Entries from a point annotation set:
────────────────
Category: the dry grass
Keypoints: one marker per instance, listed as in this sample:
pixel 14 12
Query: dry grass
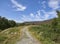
pixel 10 36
────────────────
## Job
Can you rewrite the records above, substituting "straw" for every instance of "grass" and keeping everything else unchanged? Omit the pictures.

## Finished answer
Category: the dry straw
Keypoints: one marker per instance, listed as in this sample:
pixel 14 12
Query: dry straw
pixel 10 36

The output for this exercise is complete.